O, lucky man: Phillips and the rockets' red glare
Whether it's a 1,500-person conference, a family reunion, or Charlottesville's Fourth of July fireworks celebration– Dave Phillips can organize it.
"They're all the same and have the same logistics issues," he says.
In his life before taking on the Charlottesville Area Association of Realtors CEO job in 1998, Phillips was a certified events planner and headed the Virginia Chapter of Meeting Planners. That makes him a natural to take over the at-times troubled July 4 fireworks at McIntire Park, which nearly fizzled out two years ago.
"This will be the biggest, most expensive, most impressive fireworks in Central Virginia on the Fourth of July," he boasts. That promise is backed by a recent $10,000 donation from the Dave Matthews Band, one of the "grand finale" sponsors.

→ Data shown:

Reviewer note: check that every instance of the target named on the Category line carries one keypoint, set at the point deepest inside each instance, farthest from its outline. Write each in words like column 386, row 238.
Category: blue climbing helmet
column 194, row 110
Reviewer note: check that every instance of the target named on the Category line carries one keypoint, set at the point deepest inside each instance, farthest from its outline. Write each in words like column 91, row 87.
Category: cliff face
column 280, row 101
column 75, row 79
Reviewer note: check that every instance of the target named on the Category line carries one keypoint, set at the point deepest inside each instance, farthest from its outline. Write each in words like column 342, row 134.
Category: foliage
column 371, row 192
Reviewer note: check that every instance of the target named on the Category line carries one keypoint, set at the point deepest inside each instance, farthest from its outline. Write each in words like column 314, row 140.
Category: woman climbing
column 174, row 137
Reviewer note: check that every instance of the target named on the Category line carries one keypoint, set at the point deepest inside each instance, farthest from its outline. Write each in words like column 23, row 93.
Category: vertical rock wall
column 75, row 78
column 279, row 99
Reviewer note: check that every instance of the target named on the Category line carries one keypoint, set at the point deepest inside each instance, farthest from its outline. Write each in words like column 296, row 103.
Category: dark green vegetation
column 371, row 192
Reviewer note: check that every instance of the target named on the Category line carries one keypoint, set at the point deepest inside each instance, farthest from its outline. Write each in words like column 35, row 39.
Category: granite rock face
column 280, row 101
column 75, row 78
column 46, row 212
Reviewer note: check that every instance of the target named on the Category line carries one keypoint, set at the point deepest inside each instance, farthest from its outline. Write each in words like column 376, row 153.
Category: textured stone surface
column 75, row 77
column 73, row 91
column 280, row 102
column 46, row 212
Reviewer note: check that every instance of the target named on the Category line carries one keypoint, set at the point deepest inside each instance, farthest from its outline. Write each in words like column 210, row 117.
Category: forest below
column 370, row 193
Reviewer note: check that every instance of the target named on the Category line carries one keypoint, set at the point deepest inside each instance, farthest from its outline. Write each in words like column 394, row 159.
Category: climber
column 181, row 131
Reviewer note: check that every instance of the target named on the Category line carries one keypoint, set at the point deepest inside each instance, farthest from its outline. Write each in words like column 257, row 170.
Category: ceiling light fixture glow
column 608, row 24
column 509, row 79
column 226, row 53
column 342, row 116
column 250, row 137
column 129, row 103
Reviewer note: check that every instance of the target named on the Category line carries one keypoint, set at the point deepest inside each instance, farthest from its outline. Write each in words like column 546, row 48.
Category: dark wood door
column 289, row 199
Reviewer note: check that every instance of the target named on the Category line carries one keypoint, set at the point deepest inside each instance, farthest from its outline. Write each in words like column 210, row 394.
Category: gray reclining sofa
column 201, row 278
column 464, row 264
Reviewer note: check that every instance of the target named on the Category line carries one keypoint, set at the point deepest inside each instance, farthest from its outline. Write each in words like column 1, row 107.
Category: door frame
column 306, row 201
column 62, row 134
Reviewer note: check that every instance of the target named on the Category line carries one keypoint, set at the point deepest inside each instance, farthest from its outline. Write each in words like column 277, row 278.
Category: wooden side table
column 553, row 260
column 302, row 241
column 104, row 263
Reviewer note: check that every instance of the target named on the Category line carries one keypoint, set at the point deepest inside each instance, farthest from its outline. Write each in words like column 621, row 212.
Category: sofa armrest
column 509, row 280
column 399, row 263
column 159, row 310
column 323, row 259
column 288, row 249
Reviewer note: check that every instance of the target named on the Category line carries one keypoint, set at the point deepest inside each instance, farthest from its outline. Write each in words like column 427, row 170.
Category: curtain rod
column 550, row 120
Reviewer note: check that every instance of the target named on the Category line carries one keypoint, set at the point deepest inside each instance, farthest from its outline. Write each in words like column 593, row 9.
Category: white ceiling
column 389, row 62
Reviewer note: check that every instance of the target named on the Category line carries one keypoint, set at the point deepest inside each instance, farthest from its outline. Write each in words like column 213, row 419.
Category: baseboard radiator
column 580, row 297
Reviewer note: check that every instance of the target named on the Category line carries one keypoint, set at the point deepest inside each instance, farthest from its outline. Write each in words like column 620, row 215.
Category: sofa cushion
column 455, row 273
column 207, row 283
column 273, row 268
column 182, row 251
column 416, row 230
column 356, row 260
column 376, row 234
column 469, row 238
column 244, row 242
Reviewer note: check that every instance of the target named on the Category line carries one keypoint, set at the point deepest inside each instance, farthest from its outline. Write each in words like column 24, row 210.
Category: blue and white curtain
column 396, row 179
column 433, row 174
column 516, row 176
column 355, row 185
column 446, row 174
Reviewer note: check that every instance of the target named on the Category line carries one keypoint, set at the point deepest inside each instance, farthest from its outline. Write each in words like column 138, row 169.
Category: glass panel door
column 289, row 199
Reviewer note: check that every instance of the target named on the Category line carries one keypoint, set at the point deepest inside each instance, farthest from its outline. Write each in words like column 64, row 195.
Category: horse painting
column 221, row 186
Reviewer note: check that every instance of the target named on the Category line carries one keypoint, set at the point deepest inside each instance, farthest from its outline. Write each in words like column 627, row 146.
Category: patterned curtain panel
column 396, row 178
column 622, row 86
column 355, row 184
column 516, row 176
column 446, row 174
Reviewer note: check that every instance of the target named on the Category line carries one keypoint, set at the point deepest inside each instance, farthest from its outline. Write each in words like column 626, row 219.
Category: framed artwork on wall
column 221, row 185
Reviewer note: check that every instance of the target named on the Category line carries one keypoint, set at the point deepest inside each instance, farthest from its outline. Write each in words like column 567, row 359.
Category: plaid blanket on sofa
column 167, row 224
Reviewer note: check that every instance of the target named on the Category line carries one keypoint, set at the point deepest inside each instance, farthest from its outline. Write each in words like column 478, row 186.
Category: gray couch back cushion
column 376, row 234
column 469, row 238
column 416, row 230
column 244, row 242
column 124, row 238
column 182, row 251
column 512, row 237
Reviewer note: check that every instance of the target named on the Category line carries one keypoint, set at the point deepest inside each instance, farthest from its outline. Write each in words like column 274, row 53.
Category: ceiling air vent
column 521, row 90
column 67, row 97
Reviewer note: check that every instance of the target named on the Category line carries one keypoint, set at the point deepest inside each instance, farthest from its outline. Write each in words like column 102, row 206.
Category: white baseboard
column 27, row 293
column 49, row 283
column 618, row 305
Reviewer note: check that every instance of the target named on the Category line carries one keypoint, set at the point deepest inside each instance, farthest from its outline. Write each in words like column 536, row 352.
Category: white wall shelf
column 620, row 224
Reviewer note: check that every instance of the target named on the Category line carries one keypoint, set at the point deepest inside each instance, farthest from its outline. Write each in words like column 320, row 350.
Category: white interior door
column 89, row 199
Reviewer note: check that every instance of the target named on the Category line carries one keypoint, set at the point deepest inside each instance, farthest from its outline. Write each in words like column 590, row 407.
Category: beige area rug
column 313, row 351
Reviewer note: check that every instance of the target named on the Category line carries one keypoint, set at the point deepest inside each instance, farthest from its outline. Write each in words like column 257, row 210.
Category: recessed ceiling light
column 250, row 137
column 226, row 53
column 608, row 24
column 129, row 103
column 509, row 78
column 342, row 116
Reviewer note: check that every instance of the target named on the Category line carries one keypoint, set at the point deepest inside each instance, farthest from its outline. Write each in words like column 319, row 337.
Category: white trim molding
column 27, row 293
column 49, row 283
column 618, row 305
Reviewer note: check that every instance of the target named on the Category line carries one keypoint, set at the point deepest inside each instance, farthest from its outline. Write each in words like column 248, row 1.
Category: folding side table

→ Problems:
A – According to the article on Dave Phillips, how much did the Dave Matthews Band recently donate to the fireworks?
B – Transcribe the article on Dave Phillips from "O, lucky man: Phillips" up to and including "two years ago.".
The data above come from a separate source, not from the article on Dave Phillips.

→ Exercise results:
A – $10,000

B –
O, lucky man: Phillips and the rockets' red glare
Whether it's a 1,500-person conference, a family reunion, or Charlottesville's Fourth of July fireworks celebration– Dave Phillips can organize it.
"They're all the same and have the same logistics issues," he says.
In his life before taking on the Charlottesville Area Association of Realtors CEO job in 1998, Phillips was a certified events planner and headed the Virginia Chapter of Meeting Planners. That makes him a natural to take over the at-times troubled July 4 fireworks at McIntire Park, which nearly fizzled out two years ago.